> [What you need to do]: Return every line of the entries below that contains the word "sleeve", and copy each of those lines in full.

--- start of Supplied information ---

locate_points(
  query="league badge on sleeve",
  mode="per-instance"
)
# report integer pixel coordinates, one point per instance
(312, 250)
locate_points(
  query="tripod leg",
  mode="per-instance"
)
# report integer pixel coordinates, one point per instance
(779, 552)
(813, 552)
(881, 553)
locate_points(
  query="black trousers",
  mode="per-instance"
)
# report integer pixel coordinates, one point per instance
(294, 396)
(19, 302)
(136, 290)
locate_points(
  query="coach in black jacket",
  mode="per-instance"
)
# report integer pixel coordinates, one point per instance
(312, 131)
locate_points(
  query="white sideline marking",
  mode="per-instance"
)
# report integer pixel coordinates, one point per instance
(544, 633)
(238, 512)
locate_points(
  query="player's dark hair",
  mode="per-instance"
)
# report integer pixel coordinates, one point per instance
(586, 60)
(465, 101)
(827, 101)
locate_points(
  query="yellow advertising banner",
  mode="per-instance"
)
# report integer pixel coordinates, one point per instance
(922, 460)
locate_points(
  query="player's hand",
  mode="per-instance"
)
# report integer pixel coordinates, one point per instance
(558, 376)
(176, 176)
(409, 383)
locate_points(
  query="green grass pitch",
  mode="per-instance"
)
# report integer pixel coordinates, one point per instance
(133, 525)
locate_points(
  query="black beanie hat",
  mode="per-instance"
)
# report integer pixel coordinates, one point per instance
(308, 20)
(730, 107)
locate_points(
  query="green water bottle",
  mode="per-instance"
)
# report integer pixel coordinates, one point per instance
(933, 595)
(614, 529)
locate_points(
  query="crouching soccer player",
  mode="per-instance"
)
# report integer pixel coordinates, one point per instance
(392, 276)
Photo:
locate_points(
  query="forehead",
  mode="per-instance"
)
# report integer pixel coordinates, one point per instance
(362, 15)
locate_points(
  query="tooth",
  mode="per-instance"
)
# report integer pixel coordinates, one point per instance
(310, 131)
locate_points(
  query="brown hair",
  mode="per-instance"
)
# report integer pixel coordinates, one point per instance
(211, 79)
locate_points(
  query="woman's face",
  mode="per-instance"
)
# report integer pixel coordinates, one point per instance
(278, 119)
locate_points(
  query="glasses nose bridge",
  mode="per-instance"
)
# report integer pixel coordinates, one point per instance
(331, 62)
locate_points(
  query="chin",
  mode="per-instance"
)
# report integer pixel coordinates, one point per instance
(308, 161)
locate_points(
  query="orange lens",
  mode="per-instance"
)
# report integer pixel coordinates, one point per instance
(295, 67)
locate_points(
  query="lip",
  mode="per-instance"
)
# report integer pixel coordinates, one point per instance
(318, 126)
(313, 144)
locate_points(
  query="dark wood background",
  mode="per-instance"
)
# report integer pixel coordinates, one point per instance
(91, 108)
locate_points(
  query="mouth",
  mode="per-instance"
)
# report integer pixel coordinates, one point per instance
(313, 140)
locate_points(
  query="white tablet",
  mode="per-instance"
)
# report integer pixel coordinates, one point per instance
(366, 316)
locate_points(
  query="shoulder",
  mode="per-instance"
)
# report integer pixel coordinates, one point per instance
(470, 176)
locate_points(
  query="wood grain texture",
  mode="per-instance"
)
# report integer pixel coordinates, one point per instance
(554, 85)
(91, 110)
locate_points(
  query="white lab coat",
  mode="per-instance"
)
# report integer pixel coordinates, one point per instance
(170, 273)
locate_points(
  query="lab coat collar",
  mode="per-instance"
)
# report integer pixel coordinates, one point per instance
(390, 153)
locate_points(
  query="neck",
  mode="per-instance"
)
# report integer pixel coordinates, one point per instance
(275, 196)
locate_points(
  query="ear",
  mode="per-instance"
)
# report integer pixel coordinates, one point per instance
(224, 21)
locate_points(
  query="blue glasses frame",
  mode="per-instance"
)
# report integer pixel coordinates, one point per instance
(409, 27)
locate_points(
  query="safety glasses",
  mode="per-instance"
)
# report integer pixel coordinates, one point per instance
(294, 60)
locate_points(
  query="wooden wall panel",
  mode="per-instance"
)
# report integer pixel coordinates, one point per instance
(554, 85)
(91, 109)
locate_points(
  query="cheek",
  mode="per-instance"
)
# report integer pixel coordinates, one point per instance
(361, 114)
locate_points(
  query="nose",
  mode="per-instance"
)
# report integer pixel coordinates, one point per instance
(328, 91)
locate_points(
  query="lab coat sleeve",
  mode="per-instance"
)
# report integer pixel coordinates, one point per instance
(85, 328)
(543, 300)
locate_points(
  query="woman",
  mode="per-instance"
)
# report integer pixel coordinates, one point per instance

--- end of Supplied information ---

> [Finished task]:
  query="league badge on sleeve",
  query="lab coat sleeve",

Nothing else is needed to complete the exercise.